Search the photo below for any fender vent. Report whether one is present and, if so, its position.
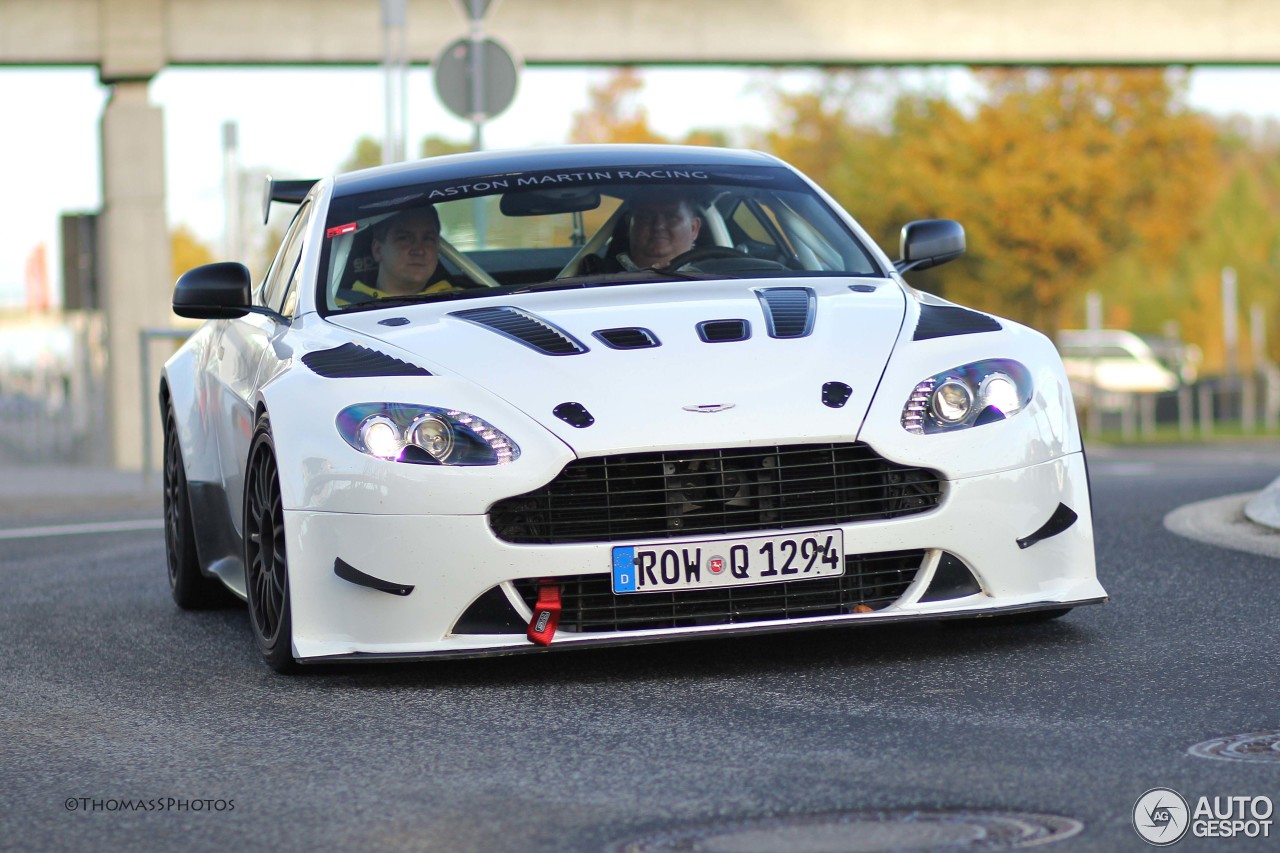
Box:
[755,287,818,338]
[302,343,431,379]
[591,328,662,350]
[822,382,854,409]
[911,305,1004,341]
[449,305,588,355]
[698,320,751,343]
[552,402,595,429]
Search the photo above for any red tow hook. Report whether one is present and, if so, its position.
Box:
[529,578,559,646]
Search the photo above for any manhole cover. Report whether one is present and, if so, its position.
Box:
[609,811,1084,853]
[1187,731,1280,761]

--

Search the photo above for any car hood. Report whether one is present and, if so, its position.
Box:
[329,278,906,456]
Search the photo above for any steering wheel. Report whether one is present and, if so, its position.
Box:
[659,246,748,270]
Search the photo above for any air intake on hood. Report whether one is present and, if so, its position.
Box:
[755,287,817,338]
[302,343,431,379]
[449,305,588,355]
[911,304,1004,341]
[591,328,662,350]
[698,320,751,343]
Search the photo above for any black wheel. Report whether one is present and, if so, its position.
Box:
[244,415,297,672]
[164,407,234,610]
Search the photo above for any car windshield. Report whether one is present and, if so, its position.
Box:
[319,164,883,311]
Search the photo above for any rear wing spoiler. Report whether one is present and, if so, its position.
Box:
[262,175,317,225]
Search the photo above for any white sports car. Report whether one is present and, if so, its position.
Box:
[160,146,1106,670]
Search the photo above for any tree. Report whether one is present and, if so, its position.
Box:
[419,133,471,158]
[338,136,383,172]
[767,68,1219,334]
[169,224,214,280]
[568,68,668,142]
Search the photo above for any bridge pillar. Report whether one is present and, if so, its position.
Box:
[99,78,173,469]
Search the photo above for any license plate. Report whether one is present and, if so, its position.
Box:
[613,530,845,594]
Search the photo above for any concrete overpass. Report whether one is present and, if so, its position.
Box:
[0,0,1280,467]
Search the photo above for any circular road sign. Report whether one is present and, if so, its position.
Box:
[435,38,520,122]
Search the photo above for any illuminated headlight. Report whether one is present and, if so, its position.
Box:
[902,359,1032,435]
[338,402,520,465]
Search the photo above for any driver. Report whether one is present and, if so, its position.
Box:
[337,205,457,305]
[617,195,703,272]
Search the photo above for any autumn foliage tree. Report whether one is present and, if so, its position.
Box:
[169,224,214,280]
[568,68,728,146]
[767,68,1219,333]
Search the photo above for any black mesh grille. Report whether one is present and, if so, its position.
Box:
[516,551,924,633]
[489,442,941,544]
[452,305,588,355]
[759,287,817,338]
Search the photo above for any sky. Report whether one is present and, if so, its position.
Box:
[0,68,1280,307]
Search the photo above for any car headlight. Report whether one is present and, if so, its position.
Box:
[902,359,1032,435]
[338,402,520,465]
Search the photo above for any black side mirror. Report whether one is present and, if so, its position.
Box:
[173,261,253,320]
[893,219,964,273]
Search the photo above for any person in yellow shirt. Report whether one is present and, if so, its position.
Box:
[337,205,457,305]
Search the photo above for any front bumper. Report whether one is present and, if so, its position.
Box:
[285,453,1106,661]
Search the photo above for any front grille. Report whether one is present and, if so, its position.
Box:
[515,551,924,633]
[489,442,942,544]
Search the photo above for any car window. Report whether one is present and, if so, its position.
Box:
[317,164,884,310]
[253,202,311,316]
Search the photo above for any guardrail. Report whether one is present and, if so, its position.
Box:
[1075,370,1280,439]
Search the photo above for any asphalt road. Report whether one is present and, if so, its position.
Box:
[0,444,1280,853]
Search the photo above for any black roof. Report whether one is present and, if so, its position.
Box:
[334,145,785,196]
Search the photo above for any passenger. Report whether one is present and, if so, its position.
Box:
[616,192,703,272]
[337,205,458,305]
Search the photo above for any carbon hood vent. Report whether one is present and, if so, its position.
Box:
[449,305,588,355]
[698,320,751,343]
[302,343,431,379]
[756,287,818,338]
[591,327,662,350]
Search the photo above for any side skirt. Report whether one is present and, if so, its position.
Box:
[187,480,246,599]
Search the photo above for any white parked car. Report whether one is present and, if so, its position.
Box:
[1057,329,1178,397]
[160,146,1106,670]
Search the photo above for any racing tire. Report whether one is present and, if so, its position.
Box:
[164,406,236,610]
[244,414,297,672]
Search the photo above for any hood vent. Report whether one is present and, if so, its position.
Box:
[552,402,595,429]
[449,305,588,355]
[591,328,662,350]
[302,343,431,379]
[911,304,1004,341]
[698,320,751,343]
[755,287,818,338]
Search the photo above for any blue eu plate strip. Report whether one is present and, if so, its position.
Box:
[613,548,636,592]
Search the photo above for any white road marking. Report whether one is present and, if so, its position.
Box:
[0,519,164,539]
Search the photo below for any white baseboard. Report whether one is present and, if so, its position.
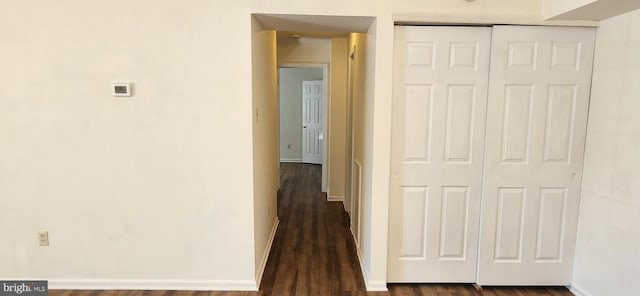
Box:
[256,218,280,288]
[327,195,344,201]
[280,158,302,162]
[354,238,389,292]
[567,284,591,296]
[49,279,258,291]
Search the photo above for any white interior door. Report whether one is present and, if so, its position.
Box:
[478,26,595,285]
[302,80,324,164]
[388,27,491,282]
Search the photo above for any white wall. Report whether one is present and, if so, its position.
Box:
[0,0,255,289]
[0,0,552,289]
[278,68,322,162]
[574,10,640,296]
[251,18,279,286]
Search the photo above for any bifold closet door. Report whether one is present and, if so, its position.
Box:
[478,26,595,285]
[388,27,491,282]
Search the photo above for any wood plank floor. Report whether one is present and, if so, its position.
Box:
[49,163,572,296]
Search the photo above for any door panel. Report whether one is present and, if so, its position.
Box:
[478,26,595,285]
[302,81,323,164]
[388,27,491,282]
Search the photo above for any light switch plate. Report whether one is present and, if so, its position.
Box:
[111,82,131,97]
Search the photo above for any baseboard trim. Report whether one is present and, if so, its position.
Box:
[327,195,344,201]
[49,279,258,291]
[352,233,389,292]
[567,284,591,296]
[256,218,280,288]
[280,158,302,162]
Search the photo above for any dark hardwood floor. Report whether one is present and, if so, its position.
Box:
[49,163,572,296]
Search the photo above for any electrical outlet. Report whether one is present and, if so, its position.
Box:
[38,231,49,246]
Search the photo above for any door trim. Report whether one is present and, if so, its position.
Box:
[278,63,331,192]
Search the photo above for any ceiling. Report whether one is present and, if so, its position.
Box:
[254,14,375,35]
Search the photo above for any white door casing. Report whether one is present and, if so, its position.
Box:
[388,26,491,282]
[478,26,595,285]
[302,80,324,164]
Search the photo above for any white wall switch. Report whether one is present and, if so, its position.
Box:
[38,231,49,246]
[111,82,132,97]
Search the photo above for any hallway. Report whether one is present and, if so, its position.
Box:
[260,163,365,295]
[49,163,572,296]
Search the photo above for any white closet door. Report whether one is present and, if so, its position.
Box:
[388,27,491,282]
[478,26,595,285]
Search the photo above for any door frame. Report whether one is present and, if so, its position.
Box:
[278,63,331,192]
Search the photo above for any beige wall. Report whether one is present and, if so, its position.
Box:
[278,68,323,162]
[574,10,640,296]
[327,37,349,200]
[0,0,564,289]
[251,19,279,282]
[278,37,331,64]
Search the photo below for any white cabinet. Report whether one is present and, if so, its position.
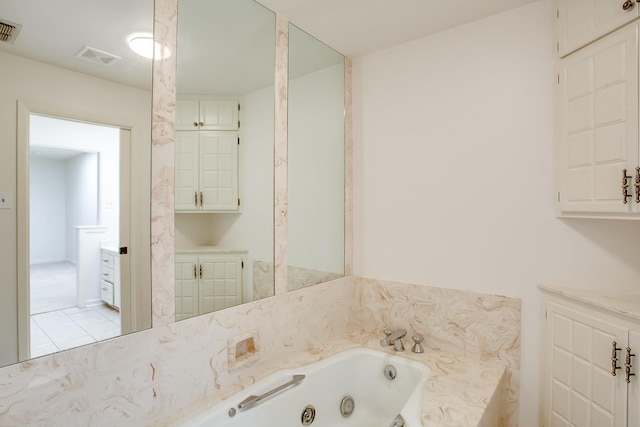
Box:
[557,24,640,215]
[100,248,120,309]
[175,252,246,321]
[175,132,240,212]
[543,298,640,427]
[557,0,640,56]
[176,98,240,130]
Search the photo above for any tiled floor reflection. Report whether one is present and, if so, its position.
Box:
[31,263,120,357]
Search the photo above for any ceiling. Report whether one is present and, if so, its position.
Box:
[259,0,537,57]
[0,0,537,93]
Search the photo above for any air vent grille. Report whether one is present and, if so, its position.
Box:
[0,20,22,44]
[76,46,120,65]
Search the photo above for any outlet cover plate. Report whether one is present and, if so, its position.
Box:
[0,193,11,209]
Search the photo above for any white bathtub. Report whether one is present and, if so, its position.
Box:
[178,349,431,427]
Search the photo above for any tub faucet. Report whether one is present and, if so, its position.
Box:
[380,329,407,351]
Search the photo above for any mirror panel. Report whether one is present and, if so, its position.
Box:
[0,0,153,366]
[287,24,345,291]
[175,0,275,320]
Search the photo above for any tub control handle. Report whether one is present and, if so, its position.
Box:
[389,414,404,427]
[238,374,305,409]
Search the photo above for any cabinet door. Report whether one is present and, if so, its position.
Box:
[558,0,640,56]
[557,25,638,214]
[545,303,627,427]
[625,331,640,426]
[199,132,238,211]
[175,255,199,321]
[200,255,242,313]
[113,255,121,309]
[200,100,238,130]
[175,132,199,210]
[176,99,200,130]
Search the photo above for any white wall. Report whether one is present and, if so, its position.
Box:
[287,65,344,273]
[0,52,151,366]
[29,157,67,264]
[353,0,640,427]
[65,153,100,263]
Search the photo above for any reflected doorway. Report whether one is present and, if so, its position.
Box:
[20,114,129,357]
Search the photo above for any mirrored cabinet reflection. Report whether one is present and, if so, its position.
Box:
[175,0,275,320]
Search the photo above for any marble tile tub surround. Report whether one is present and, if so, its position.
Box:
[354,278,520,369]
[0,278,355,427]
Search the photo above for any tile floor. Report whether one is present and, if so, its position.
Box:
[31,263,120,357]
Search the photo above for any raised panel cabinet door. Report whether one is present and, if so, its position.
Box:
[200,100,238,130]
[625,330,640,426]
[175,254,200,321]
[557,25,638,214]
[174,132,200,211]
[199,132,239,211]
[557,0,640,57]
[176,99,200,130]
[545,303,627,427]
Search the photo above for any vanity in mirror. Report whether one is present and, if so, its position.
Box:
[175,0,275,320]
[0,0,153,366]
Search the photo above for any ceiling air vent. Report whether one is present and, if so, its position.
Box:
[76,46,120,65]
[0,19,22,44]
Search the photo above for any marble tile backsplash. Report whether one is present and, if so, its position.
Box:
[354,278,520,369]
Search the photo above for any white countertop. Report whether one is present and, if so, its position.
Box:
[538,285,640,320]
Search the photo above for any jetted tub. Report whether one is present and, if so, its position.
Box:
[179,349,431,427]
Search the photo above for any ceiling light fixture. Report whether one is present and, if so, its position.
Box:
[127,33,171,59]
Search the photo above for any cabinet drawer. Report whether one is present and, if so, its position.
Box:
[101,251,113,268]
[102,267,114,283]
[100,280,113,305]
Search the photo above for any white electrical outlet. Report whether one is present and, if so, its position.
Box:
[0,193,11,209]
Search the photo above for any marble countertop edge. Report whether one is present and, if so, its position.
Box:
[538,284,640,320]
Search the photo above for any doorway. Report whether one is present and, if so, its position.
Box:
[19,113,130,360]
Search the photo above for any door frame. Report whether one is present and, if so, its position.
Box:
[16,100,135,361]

==

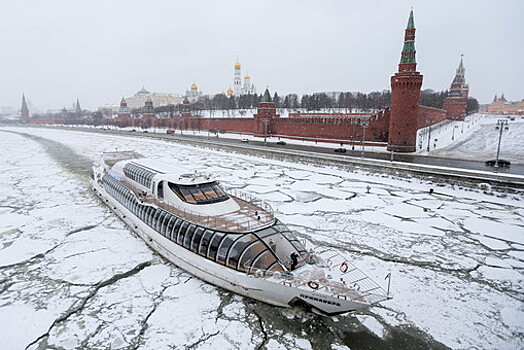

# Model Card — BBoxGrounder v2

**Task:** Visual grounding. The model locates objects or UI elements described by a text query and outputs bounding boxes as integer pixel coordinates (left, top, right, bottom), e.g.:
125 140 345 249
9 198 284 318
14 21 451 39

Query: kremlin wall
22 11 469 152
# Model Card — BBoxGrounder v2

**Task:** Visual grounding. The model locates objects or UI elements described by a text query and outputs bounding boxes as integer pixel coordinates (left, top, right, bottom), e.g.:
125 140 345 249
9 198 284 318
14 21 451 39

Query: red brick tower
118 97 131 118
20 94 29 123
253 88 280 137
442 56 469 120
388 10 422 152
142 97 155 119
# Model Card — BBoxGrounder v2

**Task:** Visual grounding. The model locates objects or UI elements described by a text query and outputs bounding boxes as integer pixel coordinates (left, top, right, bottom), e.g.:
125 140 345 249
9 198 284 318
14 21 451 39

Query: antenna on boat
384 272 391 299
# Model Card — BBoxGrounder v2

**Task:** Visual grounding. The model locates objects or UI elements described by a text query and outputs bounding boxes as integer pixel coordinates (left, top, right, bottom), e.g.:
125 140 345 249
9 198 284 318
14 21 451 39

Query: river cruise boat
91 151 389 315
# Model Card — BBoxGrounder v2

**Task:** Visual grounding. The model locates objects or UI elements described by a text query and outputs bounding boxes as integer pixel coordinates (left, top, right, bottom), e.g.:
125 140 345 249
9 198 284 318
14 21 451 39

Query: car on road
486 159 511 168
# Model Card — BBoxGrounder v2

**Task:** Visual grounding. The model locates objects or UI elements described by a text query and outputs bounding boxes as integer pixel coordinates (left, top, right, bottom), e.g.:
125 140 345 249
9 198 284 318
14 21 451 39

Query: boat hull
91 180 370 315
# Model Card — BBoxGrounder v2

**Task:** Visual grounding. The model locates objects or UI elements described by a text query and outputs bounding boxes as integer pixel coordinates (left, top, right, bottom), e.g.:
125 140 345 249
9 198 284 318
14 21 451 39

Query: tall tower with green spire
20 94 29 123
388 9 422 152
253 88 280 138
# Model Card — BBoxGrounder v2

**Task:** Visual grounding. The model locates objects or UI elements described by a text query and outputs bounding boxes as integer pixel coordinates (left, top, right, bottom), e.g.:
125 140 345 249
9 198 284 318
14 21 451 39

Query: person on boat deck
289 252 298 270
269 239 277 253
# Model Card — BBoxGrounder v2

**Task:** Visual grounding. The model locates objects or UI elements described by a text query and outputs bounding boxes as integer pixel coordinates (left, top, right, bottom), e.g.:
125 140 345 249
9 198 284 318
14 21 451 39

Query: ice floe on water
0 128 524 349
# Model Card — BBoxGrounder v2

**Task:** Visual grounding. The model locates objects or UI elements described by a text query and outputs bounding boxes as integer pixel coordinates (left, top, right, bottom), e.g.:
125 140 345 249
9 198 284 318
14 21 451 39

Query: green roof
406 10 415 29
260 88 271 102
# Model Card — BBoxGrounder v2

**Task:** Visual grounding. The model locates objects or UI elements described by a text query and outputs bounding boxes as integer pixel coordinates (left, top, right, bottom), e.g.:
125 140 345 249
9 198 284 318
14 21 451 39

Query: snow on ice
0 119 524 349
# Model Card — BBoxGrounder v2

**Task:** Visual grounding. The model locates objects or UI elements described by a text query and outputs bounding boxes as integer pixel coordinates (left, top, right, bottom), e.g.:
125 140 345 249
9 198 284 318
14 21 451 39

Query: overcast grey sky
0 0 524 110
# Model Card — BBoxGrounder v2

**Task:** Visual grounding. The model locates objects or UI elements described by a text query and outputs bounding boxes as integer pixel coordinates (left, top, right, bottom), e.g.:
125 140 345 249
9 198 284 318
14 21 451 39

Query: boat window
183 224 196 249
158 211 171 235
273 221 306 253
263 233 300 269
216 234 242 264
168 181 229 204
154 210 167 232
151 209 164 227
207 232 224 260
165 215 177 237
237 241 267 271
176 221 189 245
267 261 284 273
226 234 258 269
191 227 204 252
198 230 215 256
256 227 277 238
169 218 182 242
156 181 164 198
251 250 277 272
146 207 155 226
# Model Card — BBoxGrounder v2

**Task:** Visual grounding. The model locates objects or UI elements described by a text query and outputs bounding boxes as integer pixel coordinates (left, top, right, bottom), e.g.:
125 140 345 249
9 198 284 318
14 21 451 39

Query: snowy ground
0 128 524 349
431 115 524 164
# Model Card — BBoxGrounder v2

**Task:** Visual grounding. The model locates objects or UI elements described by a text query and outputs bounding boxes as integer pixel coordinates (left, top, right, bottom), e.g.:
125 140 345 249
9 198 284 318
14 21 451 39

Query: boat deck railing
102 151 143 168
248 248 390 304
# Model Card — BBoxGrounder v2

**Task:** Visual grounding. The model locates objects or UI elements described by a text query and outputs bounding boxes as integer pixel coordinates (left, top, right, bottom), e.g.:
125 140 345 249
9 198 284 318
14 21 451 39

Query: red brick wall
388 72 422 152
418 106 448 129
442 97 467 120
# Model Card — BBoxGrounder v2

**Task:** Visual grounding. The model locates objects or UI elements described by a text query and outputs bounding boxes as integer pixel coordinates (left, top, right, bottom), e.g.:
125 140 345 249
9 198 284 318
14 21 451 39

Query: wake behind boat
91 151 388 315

Task:
Reproduce everything in the listing from the line containing "Search the photo below for any fender" down to the line containing "[1187,731,1280,761]", requests included. Shift every bounding-box coordinate in the answers up by 114, and leave out the pictures.

Answer in full:
Search the photo below for any fender vent. Report whether one is present and, if so, its position.
Box:
[869,401,932,452]
[416,457,545,493]
[705,442,776,464]
[936,496,968,523]
[1025,419,1118,455]
[563,419,702,469]
[812,434,865,457]
[666,516,709,543]
Search the photo above for any red tow hook. Report whether one is present and, if so, its position.
Box:
[643,692,673,760]
Search the photo above for any manhole cover. Report whether one is present and, if so, its position.
Box:
[723,925,1198,967]
[1301,845,1394,875]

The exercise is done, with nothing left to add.